■ **Listing**:
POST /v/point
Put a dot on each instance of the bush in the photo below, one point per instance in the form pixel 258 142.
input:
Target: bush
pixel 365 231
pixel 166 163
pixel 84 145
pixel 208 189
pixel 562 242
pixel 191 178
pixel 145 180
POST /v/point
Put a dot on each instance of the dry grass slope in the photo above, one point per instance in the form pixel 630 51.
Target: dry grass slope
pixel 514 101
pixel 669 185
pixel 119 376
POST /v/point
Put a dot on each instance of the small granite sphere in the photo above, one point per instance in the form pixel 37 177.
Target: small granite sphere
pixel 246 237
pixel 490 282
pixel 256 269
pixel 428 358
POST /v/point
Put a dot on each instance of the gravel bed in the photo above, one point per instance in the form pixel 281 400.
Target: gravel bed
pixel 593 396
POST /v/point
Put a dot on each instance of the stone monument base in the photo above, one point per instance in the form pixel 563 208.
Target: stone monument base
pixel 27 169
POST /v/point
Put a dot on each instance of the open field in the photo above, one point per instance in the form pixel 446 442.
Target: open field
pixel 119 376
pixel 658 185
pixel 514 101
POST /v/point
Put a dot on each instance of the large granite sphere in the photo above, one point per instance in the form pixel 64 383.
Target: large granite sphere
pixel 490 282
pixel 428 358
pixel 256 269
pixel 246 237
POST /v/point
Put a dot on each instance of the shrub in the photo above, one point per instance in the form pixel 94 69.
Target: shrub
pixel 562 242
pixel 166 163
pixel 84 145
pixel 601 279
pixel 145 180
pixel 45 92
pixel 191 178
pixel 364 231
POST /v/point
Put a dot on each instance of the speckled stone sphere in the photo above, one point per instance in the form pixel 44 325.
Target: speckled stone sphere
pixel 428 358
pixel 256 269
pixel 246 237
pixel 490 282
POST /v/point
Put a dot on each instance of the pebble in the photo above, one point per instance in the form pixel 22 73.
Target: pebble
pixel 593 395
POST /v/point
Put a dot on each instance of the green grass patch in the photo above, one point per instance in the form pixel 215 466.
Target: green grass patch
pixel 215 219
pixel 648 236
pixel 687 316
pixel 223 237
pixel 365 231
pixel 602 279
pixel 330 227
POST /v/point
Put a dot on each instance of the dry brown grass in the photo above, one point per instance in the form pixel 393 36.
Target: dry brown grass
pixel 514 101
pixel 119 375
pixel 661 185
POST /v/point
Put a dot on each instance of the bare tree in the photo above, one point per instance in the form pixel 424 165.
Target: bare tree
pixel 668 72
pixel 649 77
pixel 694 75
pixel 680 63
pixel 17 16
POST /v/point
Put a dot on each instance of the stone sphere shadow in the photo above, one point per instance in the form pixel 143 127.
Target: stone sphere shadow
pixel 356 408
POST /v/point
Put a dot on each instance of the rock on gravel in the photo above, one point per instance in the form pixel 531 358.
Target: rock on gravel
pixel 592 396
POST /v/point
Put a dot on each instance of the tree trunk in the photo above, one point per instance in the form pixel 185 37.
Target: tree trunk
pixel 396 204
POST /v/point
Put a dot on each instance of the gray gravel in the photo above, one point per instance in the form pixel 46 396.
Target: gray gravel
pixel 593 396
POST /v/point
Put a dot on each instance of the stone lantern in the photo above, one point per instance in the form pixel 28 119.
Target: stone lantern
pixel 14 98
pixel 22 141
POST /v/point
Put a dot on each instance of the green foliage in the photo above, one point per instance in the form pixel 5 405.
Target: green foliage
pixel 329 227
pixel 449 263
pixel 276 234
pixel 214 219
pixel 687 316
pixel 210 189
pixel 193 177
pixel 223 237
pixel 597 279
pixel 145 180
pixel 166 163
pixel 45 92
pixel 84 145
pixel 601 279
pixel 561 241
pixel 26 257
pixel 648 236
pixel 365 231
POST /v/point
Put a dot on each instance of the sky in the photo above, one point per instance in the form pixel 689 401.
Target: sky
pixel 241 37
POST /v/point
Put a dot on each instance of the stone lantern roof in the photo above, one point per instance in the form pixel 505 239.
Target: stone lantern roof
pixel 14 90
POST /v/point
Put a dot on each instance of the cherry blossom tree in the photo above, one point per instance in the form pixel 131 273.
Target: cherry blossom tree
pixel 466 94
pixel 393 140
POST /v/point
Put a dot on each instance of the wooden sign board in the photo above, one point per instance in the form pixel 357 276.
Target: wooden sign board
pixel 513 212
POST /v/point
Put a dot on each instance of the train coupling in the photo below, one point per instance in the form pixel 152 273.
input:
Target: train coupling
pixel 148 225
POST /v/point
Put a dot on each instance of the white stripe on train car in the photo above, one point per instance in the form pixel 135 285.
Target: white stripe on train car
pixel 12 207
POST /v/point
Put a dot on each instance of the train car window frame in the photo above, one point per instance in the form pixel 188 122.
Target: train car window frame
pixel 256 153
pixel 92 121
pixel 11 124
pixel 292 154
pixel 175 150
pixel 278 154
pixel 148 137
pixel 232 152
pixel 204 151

■ **Directive**:
Which lines of the material above contain the word "window"? Show each of them in full.

■ **Correct output**:
Put a dot on each instance of the train car window frame in the photo above, one point per instance in the form pixel 188 122.
Target: train car window frame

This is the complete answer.